SOURCE MATERIAL:

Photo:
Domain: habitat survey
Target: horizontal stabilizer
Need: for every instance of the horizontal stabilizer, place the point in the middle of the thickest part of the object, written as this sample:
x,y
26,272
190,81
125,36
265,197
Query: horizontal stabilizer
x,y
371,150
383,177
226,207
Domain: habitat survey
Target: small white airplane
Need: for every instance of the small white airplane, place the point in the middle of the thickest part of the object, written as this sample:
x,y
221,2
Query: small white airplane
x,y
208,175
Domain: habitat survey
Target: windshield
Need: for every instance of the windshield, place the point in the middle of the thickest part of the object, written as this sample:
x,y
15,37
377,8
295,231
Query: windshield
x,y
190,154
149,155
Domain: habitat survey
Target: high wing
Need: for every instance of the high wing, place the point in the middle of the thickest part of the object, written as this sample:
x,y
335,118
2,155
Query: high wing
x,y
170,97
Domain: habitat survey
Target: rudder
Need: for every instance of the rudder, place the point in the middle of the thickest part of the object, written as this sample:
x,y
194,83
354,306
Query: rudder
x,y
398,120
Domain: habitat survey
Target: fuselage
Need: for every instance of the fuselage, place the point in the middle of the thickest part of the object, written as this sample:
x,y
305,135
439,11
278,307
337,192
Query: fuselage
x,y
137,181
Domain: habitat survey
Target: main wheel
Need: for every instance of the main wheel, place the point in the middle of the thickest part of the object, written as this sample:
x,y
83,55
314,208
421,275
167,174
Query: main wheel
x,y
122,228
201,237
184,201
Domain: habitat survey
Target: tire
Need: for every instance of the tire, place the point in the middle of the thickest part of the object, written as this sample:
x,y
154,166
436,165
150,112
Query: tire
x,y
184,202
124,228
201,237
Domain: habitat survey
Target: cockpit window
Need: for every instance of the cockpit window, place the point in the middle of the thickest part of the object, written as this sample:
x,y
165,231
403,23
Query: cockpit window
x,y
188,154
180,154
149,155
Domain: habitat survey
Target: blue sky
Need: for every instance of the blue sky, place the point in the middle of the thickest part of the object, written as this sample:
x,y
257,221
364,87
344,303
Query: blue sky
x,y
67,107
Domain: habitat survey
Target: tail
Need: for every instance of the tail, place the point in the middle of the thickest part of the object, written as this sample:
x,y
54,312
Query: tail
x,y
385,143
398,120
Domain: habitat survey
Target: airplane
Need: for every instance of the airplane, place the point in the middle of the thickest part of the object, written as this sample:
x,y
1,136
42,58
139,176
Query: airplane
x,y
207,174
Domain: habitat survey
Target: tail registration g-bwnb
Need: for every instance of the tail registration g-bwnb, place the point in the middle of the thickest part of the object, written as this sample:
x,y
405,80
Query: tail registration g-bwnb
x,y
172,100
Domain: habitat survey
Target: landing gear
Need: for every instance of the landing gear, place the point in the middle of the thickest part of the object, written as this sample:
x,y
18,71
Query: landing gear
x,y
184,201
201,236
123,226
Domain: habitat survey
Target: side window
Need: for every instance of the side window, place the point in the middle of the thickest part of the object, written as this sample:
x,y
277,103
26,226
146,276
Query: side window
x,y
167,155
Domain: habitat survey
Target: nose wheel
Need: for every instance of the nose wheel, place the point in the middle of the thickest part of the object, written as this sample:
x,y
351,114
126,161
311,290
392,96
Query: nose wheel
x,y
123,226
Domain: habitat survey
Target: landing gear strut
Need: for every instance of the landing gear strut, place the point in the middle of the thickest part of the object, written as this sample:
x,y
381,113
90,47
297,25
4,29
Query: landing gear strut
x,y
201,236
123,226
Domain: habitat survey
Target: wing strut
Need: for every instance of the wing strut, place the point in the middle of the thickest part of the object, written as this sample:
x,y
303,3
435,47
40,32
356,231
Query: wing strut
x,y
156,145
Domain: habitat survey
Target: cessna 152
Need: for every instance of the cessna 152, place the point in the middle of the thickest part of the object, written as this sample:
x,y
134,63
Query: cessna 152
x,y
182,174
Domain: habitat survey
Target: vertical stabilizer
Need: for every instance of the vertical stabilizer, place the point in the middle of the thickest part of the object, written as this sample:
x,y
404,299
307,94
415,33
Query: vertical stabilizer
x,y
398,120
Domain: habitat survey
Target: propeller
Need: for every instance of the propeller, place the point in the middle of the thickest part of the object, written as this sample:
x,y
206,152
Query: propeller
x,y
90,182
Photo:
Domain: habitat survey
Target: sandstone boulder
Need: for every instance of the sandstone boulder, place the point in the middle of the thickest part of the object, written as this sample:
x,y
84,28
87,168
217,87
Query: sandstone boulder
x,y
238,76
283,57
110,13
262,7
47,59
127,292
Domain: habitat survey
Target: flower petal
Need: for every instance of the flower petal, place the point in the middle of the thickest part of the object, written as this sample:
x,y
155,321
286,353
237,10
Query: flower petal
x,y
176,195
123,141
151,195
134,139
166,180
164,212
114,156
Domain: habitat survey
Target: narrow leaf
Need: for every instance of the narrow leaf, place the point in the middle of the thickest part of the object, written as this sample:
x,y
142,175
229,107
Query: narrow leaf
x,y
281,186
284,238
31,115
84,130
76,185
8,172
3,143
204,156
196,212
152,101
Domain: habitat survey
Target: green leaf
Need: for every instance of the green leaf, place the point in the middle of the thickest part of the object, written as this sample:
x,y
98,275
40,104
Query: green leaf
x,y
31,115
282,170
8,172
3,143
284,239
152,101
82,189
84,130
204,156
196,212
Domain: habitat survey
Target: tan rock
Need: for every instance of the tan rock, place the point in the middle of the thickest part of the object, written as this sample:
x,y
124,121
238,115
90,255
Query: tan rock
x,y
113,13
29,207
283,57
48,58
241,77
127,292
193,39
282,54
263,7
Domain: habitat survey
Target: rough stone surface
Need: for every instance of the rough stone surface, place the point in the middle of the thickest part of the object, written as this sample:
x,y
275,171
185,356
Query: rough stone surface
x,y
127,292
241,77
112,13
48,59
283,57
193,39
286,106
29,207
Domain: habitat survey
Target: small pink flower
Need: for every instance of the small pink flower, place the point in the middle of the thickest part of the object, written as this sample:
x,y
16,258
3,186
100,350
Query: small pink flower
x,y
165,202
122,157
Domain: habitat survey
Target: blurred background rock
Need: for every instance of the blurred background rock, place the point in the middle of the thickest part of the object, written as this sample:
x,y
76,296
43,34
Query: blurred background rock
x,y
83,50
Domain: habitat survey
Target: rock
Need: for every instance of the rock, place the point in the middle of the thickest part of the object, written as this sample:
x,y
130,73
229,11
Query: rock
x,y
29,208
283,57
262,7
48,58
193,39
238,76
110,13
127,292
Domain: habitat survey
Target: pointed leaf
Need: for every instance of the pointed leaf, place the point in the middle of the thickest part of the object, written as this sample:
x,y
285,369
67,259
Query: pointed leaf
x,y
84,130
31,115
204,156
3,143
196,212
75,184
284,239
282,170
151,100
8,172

ASSIGNMENT: Wherever the line holding "Query: windshield" falls in the entries above, copy exactly from it through the line holding "Target: fuselage", inclusive, and add nothing.

OUTPUT FOR THIS TASK:
Query: windshield
x,y
190,154
149,155
Domain: habitat survey
Target: high wing
Need: for every instance of the high wing, place the point in the middle of the thickest part of the object, written as this sample:
x,y
335,118
2,155
Query: high wing
x,y
170,97
Domain: habitat survey
Target: rudder
Need: for every instance of the rudder, place the point in the middle of the thickest part of the object, written as this sample:
x,y
194,83
354,306
Query: rudder
x,y
398,120
Domain: habitat survey
Target: fuselage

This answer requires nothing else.